● WORK TO BE COMPLETED: Please output the listing exactly as it stands, but omit any images.

● TASK INPUTS:
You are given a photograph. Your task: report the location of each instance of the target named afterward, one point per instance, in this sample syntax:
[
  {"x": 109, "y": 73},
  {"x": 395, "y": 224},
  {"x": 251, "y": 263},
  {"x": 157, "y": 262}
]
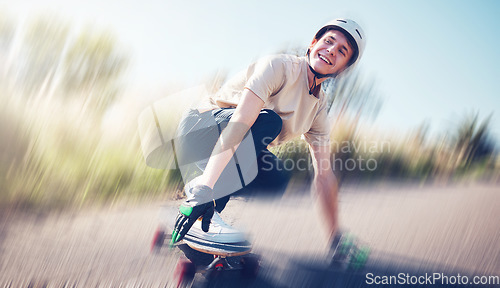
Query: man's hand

● SOLUTION FOR THIS TASK:
You are given a photograph. Your task: report the location of each instance of the target named afterward, one point per instance, in this sample syntax:
[
  {"x": 109, "y": 73},
  {"x": 395, "y": 224},
  {"x": 251, "y": 263},
  {"x": 157, "y": 262}
]
Query: man's hand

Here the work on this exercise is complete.